__TASK INSTRUCTIONS__
For each statement, decide whether it agrees with the comments on no contact below, answering yes or no and quoting the deciding words exactly. 1. The commenter describing the divorce terms has children with the STBX. 2. That commenter's New Year's resolution is to stop checking the Facebook accounts of the STBX and his girlfriend. 3. The affair partner in the final comment is 14 years older.

__TEXT SEGMENT__
━━━━━━━━

Pushed me mentally into that place of when I found out about / admitted to myself that Roy was doing fugly girl. I sat and just CRIED.
WHAT IS WRONG WITH MEN?
Asshole. Maybe I’m just so disgruntled in my own situation that I assume the worst of people, especially married men, but it’s possible that whole theory of men will only continue a conversation IF they think there’s even a slight chance of them getting laid? Like that whole Chris Rock standup in which he talks about infidity. I believe the line is: “a man is only as faithful as his options.”
Maybe it’s true for some men. As soon as the opportunity presents itself, they automatically fantasize about the “possibilities.” That’s just how they’re wired?
I am in that put up with no crap state of mind. I didn’t even want to hear what he had to say about how I interpreted what he was saying. I just saw 100 red flags and shut that shit down. Ya know how you can stand in a dark room, rub ur hand on the wall for a light switch and know it as soon as you feel it? I knew exactly what I was feeling and it was like, HOW DARE YOU? I blocked him bcz I trusted my gut and listened to my red flags feeling. Years ago I would’ve been “confused and explain it to me” girl. Today I am “oh hell no you don’t” girl.
Jerk off. I used to say he was the greatest guy we just didn’t work together. any one ever asks me about him again and I am going with he is a douche.
But, no contact is easier said than done. My STBX and I agree on the terms of our divorce, and he accommodates me whenever possible concerning what I want to do with the house, money, etc. I want to mention we have no children. He never asked for any of my retirement and has given me above and beyond what I need as far as the finances go. He keeps up the maintenance on the house too. We have a big yard and to save on expenses, I let him keep it up. But, he cheated on me for over a year before he left and lied to me a lot so I still can’t help but be suspicious. He does like to keep me engaged through e-mails. I will not allow him to see me at all. My New Year’s resolution is to not check his and his girlfriend’s Facebook book account. So far, I haven’t broken it. I even went as far as deleting all of his family and friends from my Facebook account.
Maria, block him and OW on Facebook. There is no reason to see anything he says or does, whether through a mutual friend or whatever. That is just pure torture. Then you can’t check the accounts (I understand the gravitational pull that puts on your attention, believe me).
Once you are divorced and everything signed and sealed, I’d also go true no contact. Remember, he is NOT your friend.
Good luck!
For the very first time since I went NC a couple months ago, I cried. This damn article is so true. It’s the help I need to carry on. Thanks CL. I hope you know how profound the impact of your website and words are and that they reach A LOT of people who thank you too!
It’s strange, my stbxw seems to be employing the NC strategy but it’s her that had an affair for 1-2 years after 17 years together since we were 16. The AP is 14 years older on his second marriage, 2 kids to his first and 1 to his current pregnant wife. My stbxw was their childminder! I moved out as I thought we were just separating! He moved in a few days later with my kids! She never contacts me for anything, and never replies to my messages about the kids, divorce or anything!

━━━━━━━━

__DATA__
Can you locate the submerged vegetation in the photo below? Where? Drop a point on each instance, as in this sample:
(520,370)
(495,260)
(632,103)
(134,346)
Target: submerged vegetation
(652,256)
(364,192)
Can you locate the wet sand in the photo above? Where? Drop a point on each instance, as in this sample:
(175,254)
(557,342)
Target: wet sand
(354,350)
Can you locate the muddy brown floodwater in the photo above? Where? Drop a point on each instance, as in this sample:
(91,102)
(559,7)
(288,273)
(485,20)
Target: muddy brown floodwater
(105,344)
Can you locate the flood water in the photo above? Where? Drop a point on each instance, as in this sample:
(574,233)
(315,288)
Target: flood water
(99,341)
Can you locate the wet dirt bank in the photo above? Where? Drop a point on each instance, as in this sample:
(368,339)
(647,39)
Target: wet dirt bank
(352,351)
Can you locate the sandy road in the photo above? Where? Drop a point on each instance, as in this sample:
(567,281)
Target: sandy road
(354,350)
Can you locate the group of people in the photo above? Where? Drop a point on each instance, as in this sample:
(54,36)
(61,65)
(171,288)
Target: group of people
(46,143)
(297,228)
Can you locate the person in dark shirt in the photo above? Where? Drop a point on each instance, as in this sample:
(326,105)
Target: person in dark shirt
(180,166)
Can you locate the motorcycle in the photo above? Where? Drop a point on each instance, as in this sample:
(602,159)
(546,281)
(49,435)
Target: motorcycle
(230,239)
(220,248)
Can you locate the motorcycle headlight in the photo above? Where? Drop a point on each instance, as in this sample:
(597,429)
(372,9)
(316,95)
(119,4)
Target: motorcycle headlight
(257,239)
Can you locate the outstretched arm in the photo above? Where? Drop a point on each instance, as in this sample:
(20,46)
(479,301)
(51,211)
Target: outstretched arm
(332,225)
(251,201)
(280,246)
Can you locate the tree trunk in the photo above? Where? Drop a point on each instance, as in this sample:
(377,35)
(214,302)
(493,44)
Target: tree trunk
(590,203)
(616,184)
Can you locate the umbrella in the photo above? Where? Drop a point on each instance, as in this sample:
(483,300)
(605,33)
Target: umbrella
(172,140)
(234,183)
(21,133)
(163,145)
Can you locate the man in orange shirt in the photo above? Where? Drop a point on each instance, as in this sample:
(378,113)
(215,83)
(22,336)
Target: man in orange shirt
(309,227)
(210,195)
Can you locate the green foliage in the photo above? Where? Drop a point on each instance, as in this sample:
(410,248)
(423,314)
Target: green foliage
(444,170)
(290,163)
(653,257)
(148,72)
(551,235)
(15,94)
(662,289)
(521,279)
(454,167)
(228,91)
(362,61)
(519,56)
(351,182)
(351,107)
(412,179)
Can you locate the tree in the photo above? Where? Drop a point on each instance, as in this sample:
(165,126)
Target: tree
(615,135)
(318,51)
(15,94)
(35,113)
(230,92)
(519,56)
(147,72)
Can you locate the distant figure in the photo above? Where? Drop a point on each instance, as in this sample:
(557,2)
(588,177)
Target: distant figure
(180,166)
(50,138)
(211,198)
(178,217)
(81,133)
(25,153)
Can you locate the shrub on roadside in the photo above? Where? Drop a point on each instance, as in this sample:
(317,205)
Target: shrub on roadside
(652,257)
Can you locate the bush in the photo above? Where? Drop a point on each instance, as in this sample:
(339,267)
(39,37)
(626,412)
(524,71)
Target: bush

━━━━━━━━

__SOLUTION TO THE PROBLEM__
1. No: "I want to mention we have no children."
2. Yes: "My New Year’s resolution is to not check his and his girlfriend’s Facebook book account."
3. Yes: "The AP is 14 years older"